* EXERCISE TASK A
Return the entries below word for word, from the line containing "Could you please spot the white plastic" through the last entry, and leave the pictures out.

* SUPPLIED PASSAGE
□ □ □ □
I am trying to match the following text using this regular expression:
ABC: ((?:.+\n?)+|.+)(?=DE:)
The text I have as sample is:
ABC: Lorem ipsum dolor
sit amet. Lorem ipsum dolor DE: ** Lorem
Other Text1: 1Lorem ipsum dolor sit amet
Other Text2: 2Lorem ipsum dolor sit amet
Other Text3: 3Lorem ipsum dolor sit amet
Other Text4: 4Lorem ipsum dolor sit amet
But I have an issue with the number of iteration in the backtracking causing it to be stuck for ever.
I share the full code If you want to test it:
import re
text = """ABC: Lorem ipsum dolor
sit amet. Lorem ipsum dolor DE: Lorem
Other Text1: 1Lorem ipsum dolor sit amet
Other Text2: 2Lorem ipsum dolor sit amet
Other Text3: 3Lorem ipsum dolor sit amet
Other Text4: 4Lorem ipsum dolor sit amet
"""
aux = re.search(r"ABC: ((?:.+\n?)+(?=DE:)|.+)",text,re.M|re.U)
if aux:
print(aux.group(1))
else:
print("Could not be found")
>Solution :
Maybe you could try:
aux = re.findall(r'\bABC:\s*(.+?)\s*\bDE:', text, re.DOTALL)[0]
Or:
aux = re.findall(r'\bABC:\s*([\w\W]+?)\s*\bDE:', text)[0]
Both print:
Lorem ipsum dolor
sit amet. Lorem ipsum dolor
□ □ □ □
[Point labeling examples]
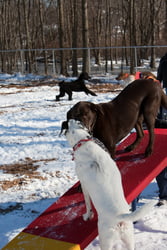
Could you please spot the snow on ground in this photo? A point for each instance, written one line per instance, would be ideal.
(36, 166)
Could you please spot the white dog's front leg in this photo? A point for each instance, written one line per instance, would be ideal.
(89, 213)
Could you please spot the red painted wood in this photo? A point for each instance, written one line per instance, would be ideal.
(136, 170)
(63, 220)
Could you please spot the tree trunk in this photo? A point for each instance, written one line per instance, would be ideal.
(63, 70)
(85, 37)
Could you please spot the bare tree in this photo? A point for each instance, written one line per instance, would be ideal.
(61, 37)
(85, 36)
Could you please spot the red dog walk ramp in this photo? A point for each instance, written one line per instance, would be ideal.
(61, 226)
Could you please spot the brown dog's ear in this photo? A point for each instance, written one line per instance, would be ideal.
(97, 108)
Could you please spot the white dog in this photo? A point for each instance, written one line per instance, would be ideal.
(101, 182)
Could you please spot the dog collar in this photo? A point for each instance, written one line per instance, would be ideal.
(79, 144)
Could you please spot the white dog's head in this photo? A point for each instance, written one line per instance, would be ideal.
(74, 131)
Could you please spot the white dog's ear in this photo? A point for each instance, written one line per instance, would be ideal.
(64, 127)
(96, 108)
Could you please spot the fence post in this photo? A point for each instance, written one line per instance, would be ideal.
(136, 59)
(89, 60)
(54, 66)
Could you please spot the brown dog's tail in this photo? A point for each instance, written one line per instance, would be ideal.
(164, 100)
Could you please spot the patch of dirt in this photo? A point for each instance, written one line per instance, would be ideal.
(17, 206)
(23, 171)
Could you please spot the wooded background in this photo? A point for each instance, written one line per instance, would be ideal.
(43, 24)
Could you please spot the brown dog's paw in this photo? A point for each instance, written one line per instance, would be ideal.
(79, 189)
(148, 152)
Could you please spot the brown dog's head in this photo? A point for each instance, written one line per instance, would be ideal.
(122, 76)
(86, 112)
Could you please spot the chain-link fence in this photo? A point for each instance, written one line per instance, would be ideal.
(102, 60)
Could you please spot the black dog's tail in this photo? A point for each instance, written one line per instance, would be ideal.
(88, 91)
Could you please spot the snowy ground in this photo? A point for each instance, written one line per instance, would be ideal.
(36, 166)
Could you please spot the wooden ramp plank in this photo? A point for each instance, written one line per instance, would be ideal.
(62, 224)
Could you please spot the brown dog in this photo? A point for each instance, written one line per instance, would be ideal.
(128, 78)
(112, 121)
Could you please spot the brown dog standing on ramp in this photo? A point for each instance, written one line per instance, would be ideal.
(110, 122)
(77, 86)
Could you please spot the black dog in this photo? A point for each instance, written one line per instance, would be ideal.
(77, 86)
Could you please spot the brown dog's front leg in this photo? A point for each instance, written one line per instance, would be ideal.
(149, 148)
(139, 136)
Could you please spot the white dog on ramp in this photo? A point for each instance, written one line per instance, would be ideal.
(101, 182)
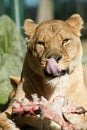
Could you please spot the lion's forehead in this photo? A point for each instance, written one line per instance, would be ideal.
(52, 29)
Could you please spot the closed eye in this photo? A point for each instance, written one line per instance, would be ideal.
(40, 43)
(65, 41)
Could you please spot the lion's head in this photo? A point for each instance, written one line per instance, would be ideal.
(55, 45)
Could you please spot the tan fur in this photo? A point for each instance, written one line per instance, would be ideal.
(50, 38)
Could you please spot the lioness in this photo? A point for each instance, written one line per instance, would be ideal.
(52, 67)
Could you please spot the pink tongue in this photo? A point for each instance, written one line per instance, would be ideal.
(52, 67)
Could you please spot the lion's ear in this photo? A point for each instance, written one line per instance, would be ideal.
(29, 27)
(76, 22)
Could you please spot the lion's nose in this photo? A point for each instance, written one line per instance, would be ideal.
(56, 57)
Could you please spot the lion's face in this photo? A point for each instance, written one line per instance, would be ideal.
(55, 45)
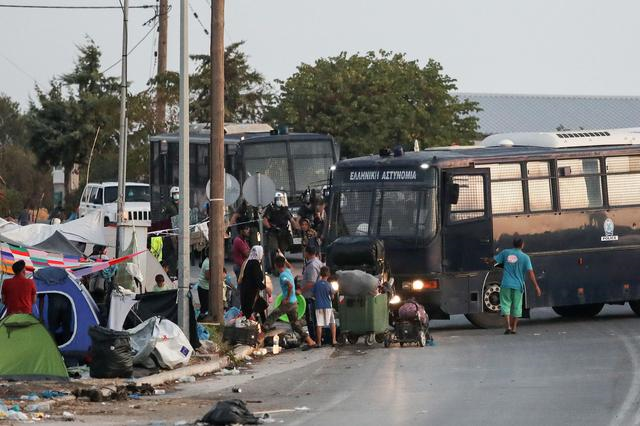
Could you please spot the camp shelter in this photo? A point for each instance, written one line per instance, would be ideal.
(58, 243)
(163, 304)
(67, 309)
(88, 230)
(28, 351)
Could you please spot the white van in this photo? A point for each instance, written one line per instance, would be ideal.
(103, 197)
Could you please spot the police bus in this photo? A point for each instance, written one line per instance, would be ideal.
(573, 197)
(296, 162)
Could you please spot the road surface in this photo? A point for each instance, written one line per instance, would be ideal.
(553, 372)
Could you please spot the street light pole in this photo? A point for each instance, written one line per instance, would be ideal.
(122, 149)
(216, 162)
(184, 264)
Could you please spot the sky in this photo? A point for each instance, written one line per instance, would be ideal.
(560, 47)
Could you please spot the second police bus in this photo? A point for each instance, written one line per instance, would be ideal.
(573, 197)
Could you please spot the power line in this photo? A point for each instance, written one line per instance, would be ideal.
(132, 49)
(26, 6)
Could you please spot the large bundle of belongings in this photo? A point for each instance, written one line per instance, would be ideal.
(28, 351)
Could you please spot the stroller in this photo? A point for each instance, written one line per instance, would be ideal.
(411, 326)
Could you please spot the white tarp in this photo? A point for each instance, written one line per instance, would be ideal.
(88, 229)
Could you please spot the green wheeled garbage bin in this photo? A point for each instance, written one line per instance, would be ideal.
(363, 315)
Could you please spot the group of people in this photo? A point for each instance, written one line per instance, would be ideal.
(313, 286)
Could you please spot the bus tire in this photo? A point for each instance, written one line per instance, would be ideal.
(490, 317)
(579, 311)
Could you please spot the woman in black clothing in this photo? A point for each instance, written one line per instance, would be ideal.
(251, 281)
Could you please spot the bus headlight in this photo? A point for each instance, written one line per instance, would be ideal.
(417, 285)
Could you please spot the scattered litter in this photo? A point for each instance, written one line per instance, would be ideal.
(31, 397)
(17, 416)
(187, 379)
(228, 372)
(52, 394)
(42, 407)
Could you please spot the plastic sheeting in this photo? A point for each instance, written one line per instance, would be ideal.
(88, 229)
(162, 339)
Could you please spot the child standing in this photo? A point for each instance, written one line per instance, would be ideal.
(324, 310)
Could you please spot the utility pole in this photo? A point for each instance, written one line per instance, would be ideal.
(122, 151)
(161, 101)
(216, 162)
(184, 264)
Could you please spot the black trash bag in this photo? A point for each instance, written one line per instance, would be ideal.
(111, 353)
(356, 252)
(229, 412)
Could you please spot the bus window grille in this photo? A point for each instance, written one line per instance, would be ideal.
(470, 203)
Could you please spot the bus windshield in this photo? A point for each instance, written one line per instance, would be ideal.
(134, 193)
(310, 162)
(404, 213)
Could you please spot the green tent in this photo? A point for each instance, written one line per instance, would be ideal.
(28, 351)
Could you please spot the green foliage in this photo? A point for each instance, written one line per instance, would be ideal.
(246, 93)
(12, 124)
(64, 124)
(376, 100)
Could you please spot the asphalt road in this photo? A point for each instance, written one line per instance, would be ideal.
(553, 372)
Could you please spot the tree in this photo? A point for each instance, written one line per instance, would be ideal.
(376, 100)
(64, 124)
(247, 96)
(12, 124)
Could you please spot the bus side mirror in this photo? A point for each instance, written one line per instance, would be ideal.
(453, 192)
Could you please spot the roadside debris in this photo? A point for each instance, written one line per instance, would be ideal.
(233, 411)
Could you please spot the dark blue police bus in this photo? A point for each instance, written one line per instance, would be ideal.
(574, 197)
(296, 162)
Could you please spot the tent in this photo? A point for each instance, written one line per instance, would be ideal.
(58, 243)
(67, 309)
(29, 352)
(165, 305)
(88, 229)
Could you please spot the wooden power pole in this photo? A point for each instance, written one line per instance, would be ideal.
(161, 101)
(216, 162)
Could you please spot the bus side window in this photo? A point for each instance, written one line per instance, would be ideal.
(470, 202)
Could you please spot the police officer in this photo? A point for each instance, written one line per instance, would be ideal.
(276, 220)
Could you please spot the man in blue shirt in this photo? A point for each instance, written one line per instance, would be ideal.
(323, 294)
(516, 265)
(289, 304)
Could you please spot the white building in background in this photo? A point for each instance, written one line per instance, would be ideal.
(506, 113)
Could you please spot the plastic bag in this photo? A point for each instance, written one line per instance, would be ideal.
(111, 353)
(357, 283)
(172, 346)
(233, 411)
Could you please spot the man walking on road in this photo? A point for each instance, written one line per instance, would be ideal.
(289, 304)
(516, 265)
(19, 292)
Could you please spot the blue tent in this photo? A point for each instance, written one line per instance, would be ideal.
(67, 309)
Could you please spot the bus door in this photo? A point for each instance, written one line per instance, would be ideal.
(468, 228)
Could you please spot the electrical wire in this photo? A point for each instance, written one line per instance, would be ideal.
(27, 6)
(132, 49)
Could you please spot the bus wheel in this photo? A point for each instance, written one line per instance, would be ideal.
(490, 318)
(579, 311)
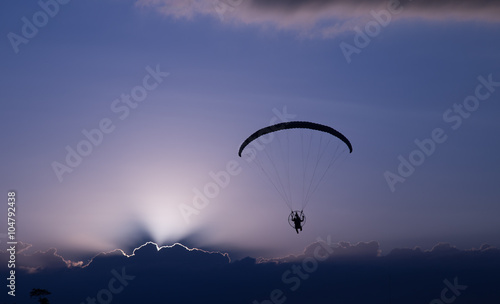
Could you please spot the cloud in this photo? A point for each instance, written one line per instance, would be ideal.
(324, 273)
(324, 18)
(38, 260)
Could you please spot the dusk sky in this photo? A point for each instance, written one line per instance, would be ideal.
(118, 115)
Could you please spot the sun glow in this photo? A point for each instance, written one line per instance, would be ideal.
(160, 216)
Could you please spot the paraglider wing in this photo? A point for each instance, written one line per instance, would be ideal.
(294, 125)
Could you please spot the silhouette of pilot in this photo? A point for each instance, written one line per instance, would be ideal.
(297, 221)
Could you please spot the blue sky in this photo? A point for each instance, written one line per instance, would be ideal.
(225, 78)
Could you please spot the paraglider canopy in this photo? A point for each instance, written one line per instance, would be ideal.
(294, 125)
(295, 157)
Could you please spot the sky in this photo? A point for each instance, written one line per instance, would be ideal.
(119, 115)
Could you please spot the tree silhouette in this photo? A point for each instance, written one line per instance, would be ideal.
(40, 294)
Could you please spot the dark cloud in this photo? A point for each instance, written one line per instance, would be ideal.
(324, 273)
(325, 18)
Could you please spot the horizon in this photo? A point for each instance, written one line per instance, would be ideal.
(123, 123)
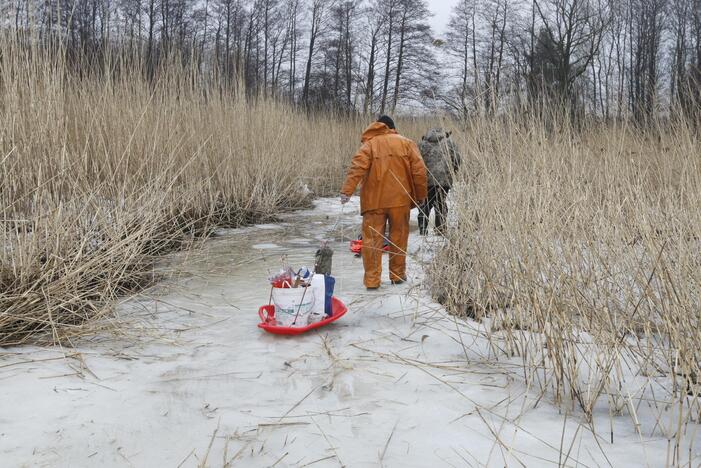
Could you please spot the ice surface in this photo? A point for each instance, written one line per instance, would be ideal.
(396, 382)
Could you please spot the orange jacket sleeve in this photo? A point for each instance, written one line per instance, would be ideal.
(359, 168)
(418, 173)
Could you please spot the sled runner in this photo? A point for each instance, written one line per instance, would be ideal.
(269, 324)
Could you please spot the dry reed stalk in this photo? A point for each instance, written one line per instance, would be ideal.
(100, 175)
(582, 249)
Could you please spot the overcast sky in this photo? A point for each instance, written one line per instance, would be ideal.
(441, 9)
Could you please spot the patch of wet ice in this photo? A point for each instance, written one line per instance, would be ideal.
(266, 246)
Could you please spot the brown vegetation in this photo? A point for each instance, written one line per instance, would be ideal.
(580, 253)
(98, 176)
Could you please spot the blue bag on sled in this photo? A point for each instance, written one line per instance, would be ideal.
(329, 283)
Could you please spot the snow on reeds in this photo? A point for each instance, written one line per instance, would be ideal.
(100, 174)
(580, 254)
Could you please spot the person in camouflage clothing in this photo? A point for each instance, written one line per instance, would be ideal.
(442, 159)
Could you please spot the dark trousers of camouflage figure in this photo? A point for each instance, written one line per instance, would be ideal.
(437, 201)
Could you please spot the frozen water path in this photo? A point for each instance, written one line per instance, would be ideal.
(395, 383)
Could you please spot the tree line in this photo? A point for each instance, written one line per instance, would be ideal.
(613, 59)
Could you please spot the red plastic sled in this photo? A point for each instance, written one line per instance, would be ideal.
(267, 317)
(357, 246)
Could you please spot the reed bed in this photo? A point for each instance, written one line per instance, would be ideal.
(99, 175)
(579, 253)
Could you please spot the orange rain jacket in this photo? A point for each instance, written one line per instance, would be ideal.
(388, 168)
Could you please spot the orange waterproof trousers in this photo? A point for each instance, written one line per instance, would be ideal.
(374, 222)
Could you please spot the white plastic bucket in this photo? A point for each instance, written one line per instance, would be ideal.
(291, 304)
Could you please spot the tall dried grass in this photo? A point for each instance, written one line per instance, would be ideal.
(99, 175)
(580, 254)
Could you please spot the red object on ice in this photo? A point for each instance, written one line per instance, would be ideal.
(357, 246)
(267, 317)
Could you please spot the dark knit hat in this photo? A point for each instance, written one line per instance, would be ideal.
(387, 120)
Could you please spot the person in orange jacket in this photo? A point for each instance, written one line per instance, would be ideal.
(392, 178)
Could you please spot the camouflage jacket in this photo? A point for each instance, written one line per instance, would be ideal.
(441, 157)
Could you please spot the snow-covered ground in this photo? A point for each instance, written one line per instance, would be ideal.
(397, 382)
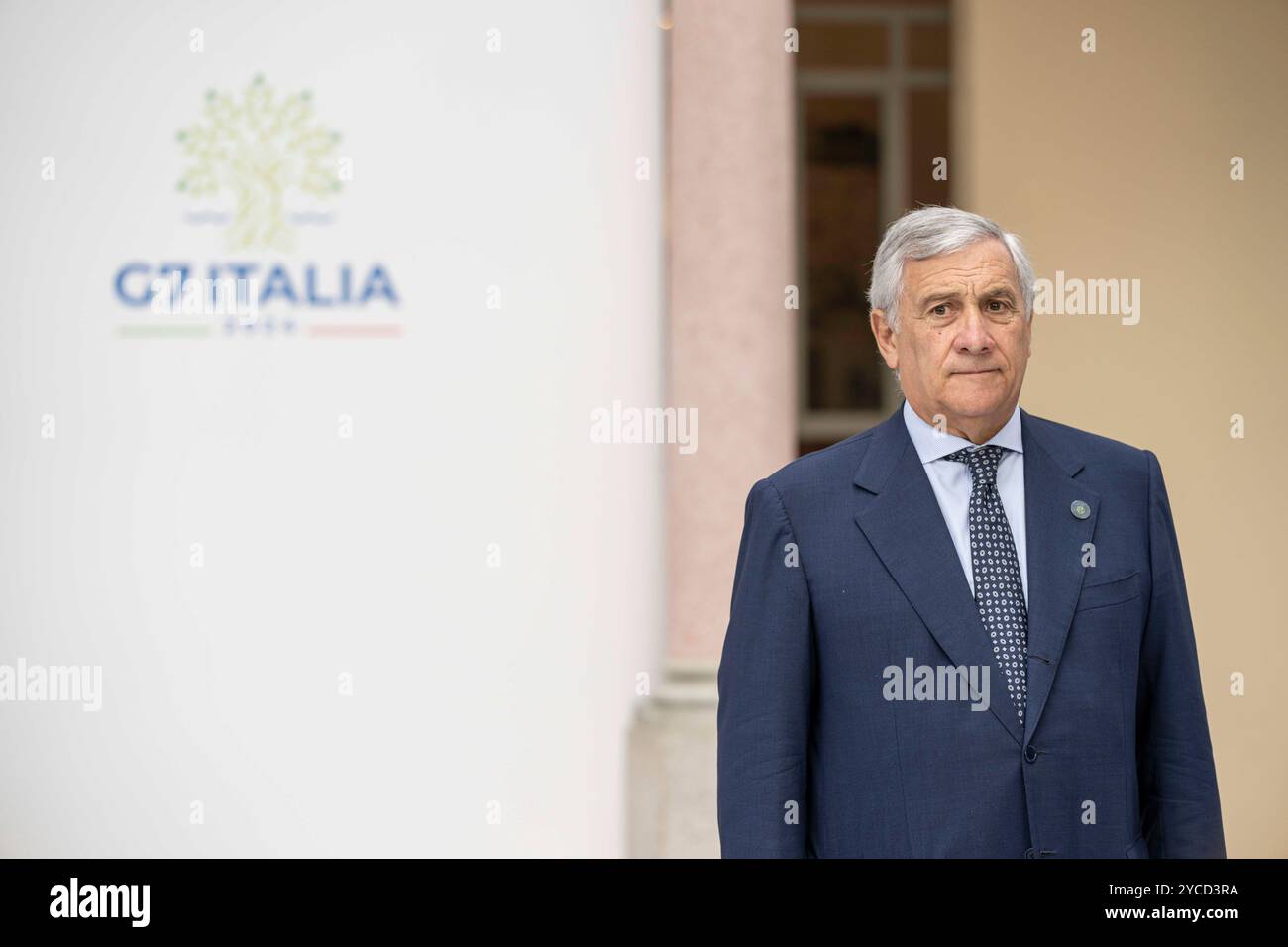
□ □ □ □
* EXERCISE TASK B
In two sentences, summarize the regex thread above.

* ANSWER A
Could you please spot the white plastic bucket in this photo? A point for each instance, written one line per instance, would be ideal.
(291, 304)
Could you please spot the tall dried grass in this photo? A point for each instance, written one line per instance, would be ideal.
(99, 175)
(580, 254)
Could you please spot the red object on ice in this photo? A point for each instance, written one line per instance, would be ideal.
(357, 246)
(267, 317)
Could you please spot the dark knit hat in this photo? A point for each instance, written one line per instance, would be ideal.
(387, 120)
Could you please spot the person in orange jacket in this photo? A point for each instance, written one line per instance, would be ideal.
(392, 178)
Could you please spot the camouflage jacket in this photo? A point for each instance, written one line per instance, would be ideal.
(441, 157)
Could you please spot the snow-covered ground in this photo? A point for each instance, written one line per instance, would be ideal.
(397, 382)

* ANSWER B
A user's regular expression for capturing the text between "ABC:" and "DE:" gets stuck forever because of the number of backtracking iterations. The suggested fix uses re.findall with a lazy pattern, either `.+?` with re.DOTALL or `[\w\W]+?` without it, and both versions print "Lorem ipsum dolor" followed by "sit amet. Lorem ipsum dolor".